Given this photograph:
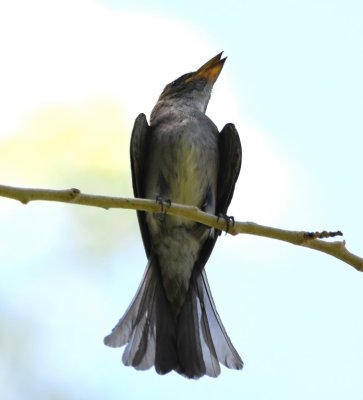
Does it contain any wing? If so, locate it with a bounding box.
[130,113,152,257]
[216,123,242,214]
[195,123,242,270]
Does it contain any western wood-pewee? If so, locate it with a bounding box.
[104,52,243,379]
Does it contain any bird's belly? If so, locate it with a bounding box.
[144,119,219,312]
[164,130,217,207]
[169,143,206,205]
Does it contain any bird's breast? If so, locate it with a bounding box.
[147,114,218,209]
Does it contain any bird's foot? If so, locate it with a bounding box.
[217,213,235,235]
[155,196,171,221]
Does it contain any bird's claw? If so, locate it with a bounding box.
[155,196,171,221]
[217,213,235,235]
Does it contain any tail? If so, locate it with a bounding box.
[104,255,177,374]
[104,256,243,378]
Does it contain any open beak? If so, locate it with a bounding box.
[187,52,226,83]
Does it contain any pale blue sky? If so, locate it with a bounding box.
[0,0,362,399]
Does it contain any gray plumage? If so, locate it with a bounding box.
[104,53,243,378]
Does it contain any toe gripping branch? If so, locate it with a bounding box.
[155,195,171,221]
[217,213,235,235]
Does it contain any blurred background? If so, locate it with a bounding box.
[0,0,362,399]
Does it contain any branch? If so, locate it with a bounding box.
[0,183,362,272]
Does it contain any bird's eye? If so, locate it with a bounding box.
[171,80,177,86]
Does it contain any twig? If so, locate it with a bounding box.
[0,183,362,272]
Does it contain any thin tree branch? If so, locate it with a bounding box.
[0,183,362,272]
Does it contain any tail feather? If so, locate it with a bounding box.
[104,258,243,378]
[104,256,177,373]
[178,269,243,378]
[197,270,243,370]
[177,287,207,378]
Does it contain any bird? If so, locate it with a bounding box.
[104,52,243,379]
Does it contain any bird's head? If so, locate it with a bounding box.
[157,52,226,113]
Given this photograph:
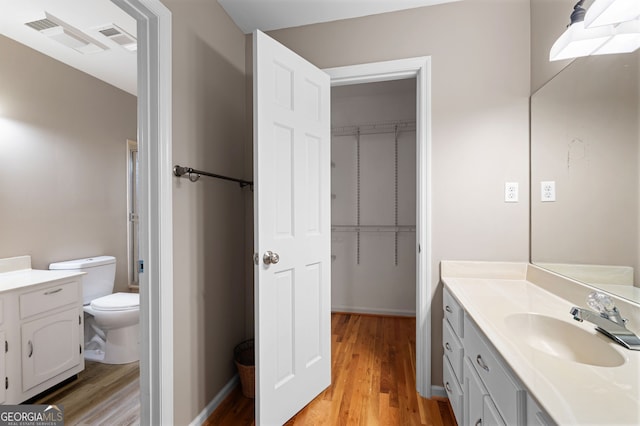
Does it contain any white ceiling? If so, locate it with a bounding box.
[0,0,137,95]
[1,0,460,96]
[218,0,461,34]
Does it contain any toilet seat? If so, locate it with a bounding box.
[90,292,139,311]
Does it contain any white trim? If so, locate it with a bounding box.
[325,57,433,397]
[110,0,173,424]
[189,376,240,426]
[431,385,447,399]
[331,306,416,317]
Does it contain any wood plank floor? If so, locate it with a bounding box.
[31,360,140,426]
[206,313,456,426]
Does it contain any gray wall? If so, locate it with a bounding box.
[0,35,136,293]
[266,0,531,387]
[159,0,249,423]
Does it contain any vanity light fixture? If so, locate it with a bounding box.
[550,0,640,61]
[592,19,640,55]
[550,1,613,61]
[584,0,640,28]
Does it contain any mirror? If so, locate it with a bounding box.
[531,52,640,305]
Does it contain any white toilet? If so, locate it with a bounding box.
[49,256,139,364]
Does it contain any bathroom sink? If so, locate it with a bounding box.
[504,313,626,367]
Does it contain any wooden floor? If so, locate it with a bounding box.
[32,360,140,426]
[206,313,456,426]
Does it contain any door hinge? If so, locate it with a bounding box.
[5,377,8,390]
[79,315,82,325]
[138,260,144,274]
[80,344,82,354]
[4,341,7,353]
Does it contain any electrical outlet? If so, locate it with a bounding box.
[541,181,556,202]
[504,182,518,203]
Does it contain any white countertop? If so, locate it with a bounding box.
[442,262,640,426]
[0,269,85,293]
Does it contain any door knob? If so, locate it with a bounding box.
[263,251,280,265]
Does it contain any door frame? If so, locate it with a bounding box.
[111,0,173,423]
[324,57,432,397]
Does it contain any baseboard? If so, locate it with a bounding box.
[431,385,447,399]
[189,374,239,426]
[332,305,415,317]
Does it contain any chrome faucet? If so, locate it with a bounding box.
[570,292,640,351]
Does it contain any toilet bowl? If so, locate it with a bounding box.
[84,292,140,364]
[49,256,140,364]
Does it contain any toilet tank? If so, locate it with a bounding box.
[49,256,116,305]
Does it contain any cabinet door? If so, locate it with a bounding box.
[21,308,80,391]
[0,331,5,404]
[464,357,487,426]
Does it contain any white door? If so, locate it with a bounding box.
[253,30,331,425]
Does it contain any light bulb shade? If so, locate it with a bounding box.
[549,21,614,61]
[593,19,640,54]
[584,0,640,28]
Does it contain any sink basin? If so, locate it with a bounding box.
[504,313,626,367]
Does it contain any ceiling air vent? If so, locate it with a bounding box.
[98,24,137,52]
[24,12,108,55]
[24,18,58,32]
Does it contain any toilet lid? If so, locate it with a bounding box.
[91,292,139,311]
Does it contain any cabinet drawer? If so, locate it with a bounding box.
[443,355,463,425]
[484,395,507,426]
[464,315,525,426]
[443,287,464,337]
[20,281,79,319]
[443,319,463,384]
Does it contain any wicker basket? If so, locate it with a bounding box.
[234,339,255,399]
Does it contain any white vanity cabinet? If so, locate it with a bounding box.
[442,289,464,423]
[18,279,82,392]
[13,278,84,401]
[0,256,85,404]
[443,287,553,426]
[0,299,6,404]
[464,314,525,425]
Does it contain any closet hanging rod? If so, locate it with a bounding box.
[173,165,253,189]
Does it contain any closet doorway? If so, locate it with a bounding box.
[326,58,432,397]
[331,79,417,317]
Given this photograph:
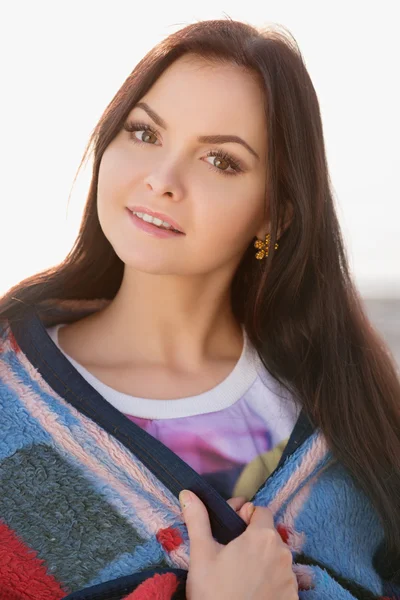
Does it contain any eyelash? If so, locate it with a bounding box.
[123,120,243,176]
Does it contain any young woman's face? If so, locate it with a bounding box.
[97,54,269,276]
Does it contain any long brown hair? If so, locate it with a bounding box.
[1,18,399,567]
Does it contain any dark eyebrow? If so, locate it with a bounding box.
[135,101,260,161]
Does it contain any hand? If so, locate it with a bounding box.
[226,496,254,524]
[180,490,298,600]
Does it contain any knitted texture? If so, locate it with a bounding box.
[0,299,399,599]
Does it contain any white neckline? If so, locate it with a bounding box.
[46,323,263,419]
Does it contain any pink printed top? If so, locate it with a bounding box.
[47,323,300,500]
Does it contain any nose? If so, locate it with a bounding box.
[144,163,184,202]
[145,181,173,197]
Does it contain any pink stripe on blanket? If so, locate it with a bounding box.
[268,434,329,516]
[0,356,181,547]
[3,326,180,514]
[276,462,332,554]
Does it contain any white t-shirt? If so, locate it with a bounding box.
[46,324,299,500]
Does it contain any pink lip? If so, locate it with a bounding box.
[126,208,184,239]
[127,205,184,234]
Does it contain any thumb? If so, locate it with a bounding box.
[179,490,216,554]
[247,505,275,530]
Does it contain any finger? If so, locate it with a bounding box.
[227,496,248,511]
[237,502,254,525]
[246,505,275,530]
[179,490,216,554]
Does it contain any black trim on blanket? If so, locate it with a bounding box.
[276,408,315,469]
[373,540,400,584]
[247,408,315,504]
[62,567,187,600]
[10,306,314,548]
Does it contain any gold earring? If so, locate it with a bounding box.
[254,233,279,260]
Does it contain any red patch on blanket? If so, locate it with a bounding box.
[277,522,290,544]
[125,572,179,599]
[156,526,183,552]
[0,521,67,599]
[8,331,20,353]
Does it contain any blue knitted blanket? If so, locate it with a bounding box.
[0,299,398,599]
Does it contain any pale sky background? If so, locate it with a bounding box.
[1,0,399,297]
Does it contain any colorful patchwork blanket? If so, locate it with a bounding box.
[0,300,398,599]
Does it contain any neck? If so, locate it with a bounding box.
[77,265,243,370]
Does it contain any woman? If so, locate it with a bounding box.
[0,18,399,600]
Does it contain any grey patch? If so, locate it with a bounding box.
[0,444,145,591]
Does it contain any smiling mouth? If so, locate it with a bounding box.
[127,209,185,238]
[128,209,184,234]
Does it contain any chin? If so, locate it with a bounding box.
[115,244,185,275]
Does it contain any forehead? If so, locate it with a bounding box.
[135,55,267,151]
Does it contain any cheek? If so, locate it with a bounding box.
[194,184,265,254]
[97,149,119,208]
[97,146,148,230]
[98,147,135,200]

### Your instructions
Type the lines above out again exactly as they appear, skipping every picture.

### Written response
Given this photograph:
Does it contain any wing? If so, locate it with a bounding box.
[130,113,152,257]
[216,123,242,214]
[195,123,242,270]
Does it contain any western wood-pewee? If so, locate it with a bounding box.
[104,52,243,379]
Does it contain any bird's belly? If so, locate it with a bounding box.
[144,119,219,312]
[164,130,217,207]
[169,143,206,205]
Does it contain any bird's breast? If so, locate it with a bounding box.
[147,114,218,209]
Does it contain any bird's foot? If so, locate it with a bounding box.
[217,213,235,235]
[155,196,171,221]
Does it contain any bird's claw? If so, locate it with a bounding box.
[155,196,171,221]
[217,213,235,235]
Does it contain any tail? If so, locate it with a bounding box.
[104,255,177,374]
[104,256,243,378]
Does it contain any open beak? If so, locate it with a bounding box.
[187,52,226,83]
Does it contain any pale blue sky? If so, locate it with a bounding box.
[0,0,362,399]
Does it contain any gray plumage? If so, locate it with a bounding box.
[104,53,243,378]
Does it contain any toe gripping branch? If so, locate it with a bounding box.
[155,195,171,221]
[217,213,235,235]
Does it contain any blurred background? If so, locate it with a bounding box.
[0,0,362,399]
Does it contain any branch? If so, locate it with a bounding box.
[0,183,362,272]
Does it contain any bird's eye? If so, locate it with a bounding box.
[171,80,177,86]
Does it contain any twig? If so, locate it with a bounding box.
[0,183,362,272]
Does it contain any thin tree branch? If so, locate it with a bounding box.
[0,183,362,272]
Does it contain any tail feather? If so, locate it with a bounding box.
[104,258,243,378]
[104,256,177,373]
[178,269,243,378]
[197,270,243,370]
[177,287,207,378]
Does it contain any bird? If so, locate it with a bounding box.
[104,52,243,379]
Does it contain any bird's head? If so, locate it with a bounding box.
[157,52,226,113]
Given this photograph:
Does it contain any white ceiling? If so, locate it with a bounding box.
[0,0,137,95]
[1,0,460,96]
[218,0,461,34]
Does it contain any toilet seat? If so, locate it with a bounding box.
[90,292,139,311]
Does it contain any white trim? If so, locate it with a bounding box.
[325,57,433,397]
[110,0,173,424]
[189,376,240,426]
[431,385,447,399]
[331,306,416,317]
Does it contain any wood plank floor? If so, locate it with a bounding box.
[31,360,140,426]
[206,313,456,426]
Does it contain any gray wall? If so, locate it with a bounding box.
[0,35,136,293]
[266,0,531,387]
[159,0,249,423]
Does it contain any vanity light fixture? If so, locate it with a bounding box.
[550,0,640,61]
[592,19,640,55]
[550,1,613,61]
[584,0,640,28]
Does it contain any mirror? If so, locate it with a bounding box.
[531,52,640,305]
Does it contain any white toilet? If so, locate it with a bounding box.
[49,256,139,364]
Does it contain any bathroom sink? If so, locate it with a bounding box.
[504,313,626,367]
Does it contain any wooden floor? If so, locate it with a bounding box.
[32,360,140,426]
[206,313,456,426]
Does it contain any door hinge? If so, locate it with a bounding box.
[5,377,8,390]
[79,315,82,325]
[138,260,144,274]
[80,344,82,354]
[4,341,7,353]
Does it contain any electrical outlet? If so, locate it with a bounding box.
[541,181,556,202]
[504,182,518,203]
Does it contain any white countertop? If so, locate it with a bounding box.
[442,262,640,426]
[0,269,85,293]
Does it contain any door knob? If so, locate it with a bounding box.
[263,251,280,265]
Does it contain any door frame? If so, locate it with a bounding box.
[111,0,173,423]
[324,57,432,397]
Does it contain any baseboard? If so, locate it with a bounding box.
[431,385,447,399]
[189,374,239,426]
[332,305,415,317]
Does it contain any chrome faucet? If so, locate it with a bounding box.
[570,292,640,351]
Does it contain any toilet bowl? If so, locate it with a bounding box.
[84,292,140,364]
[49,256,140,364]
Does it contain any toilet tank? If so, locate it with a bounding box.
[49,256,116,305]
Does it contain any cabinet door? If so, locate it with a bounding box.
[21,308,80,391]
[0,331,5,404]
[464,357,487,426]
Does it contain any white door? If so, locate it with a bounding box.
[253,30,331,425]
Does it contain any light bulb shade? If so, locate it with a bounding box.
[549,21,614,61]
[593,19,640,54]
[584,0,640,28]
Does it contain any sink basin? If so, locate it with a bounding box.
[504,313,626,367]
Does it contain any ceiling air vent? If so, locate it with a bounding box.
[98,24,137,52]
[24,12,108,55]
[24,18,58,32]
Does it contain any toilet lid? If so, locate it with a bounding box.
[91,292,139,311]
Does it contain any cabinet drawer? If so, locate it with a bounding box.
[443,355,463,425]
[484,395,507,426]
[464,315,525,426]
[443,287,464,337]
[20,281,79,319]
[443,319,463,384]
Does it contain any wicker basket? If so, locate it with a bounding box.
[234,339,255,399]
Does it contain any white vanity cabinet? If so, locate it with a bounding box.
[442,289,464,423]
[18,279,82,392]
[13,278,84,401]
[0,256,85,404]
[443,287,553,426]
[0,299,6,404]
[464,314,525,425]
Does it contain any closet hanging rod? If so, locate it with a bounding box.
[173,165,253,189]
Does it contain any closet doorway? If so, locate it with a bounding box.
[326,58,432,397]
[331,79,417,317]
Given this photograph:
Does it contain any eyelash? If so, locate it with a bounding box.
[123,120,243,176]
Does it contain any young woman's face? If so, locate it with a bounding box.
[97,54,269,276]
Does it contain any long brown hair? If so, locate it with a bounding box.
[1,18,399,567]
Does it contain any dark eyebrow? If so, locate it with a bounding box.
[135,101,260,161]
Does it contain any hand? If so, locate it with a bounding box.
[226,496,254,524]
[180,490,298,600]
Does it contain any knitted texture? If so, locate it with a bounding box.
[0,299,399,599]
Does it contain any white neckline? If so, locate it with a bounding box.
[46,323,263,419]
Does it contain any pink printed top? If so, locate it with a bounding box.
[47,323,300,500]
Does it contain any nose? If so, locate it with a bounding box.
[144,163,184,202]
[145,181,173,197]
Does it contain any pink stripe on blanket? If so, locate it with a bounding box.
[268,434,329,516]
[0,356,181,547]
[3,326,180,514]
[276,462,332,554]
Does it contain any white t-shirt? If so, locate it with a bounding box.
[46,324,299,500]
Does it contain any pink lip? If so, locate it with a bounding box.
[126,208,184,239]
[127,205,184,234]
Does it contain any thumb? If so, locate it with a bounding box.
[179,490,216,554]
[247,505,275,530]
Does it contain any finger? If so, locate it with a bounding box.
[227,496,248,511]
[237,502,254,525]
[246,505,275,530]
[179,490,216,554]
Does it contain any black trim on blanket? If so, locate it with a bounding box.
[276,408,315,469]
[373,540,400,584]
[247,408,315,504]
[62,567,187,600]
[10,306,314,548]
Does it contain any gold earring? If so, locate it with a bounding box.
[254,233,279,260]
Does it contain any red patch on blanket? If so, locate it with a bounding box.
[277,522,290,544]
[125,572,179,599]
[156,526,183,552]
[0,521,67,599]
[8,331,20,353]
Does it contain any blue knitted blanket? If so, locate it with a bounding box.
[0,299,398,599]
Does it contain any pale sky background? If so, locate it with a bounding box.
[1,0,399,297]
Does it contain any colorful patchwork blanket? If so, locate it with a bounding box.
[0,300,398,599]
Does it contain any neck? If so, locate it with a bounding box.
[77,265,243,370]
Does it contain any woman? If so, locate it with a bounding box.
[0,18,399,600]
Does it contain any grey patch? If so, locate it with a bounding box.
[0,444,145,591]
Does it contain any smiling mouth? If so, locate it with a bounding box.
[127,209,185,238]
[128,209,184,234]
Does it contain any chin? If so, locate it with a bounding box.
[115,244,185,275]
Does it contain any forehead? If so, locate it with a bounding box.
[135,55,267,151]
Does it contain any cheek? If so, locate it with a bounding box.
[194,184,265,254]
[97,149,119,208]
[97,146,148,230]
[98,147,135,200]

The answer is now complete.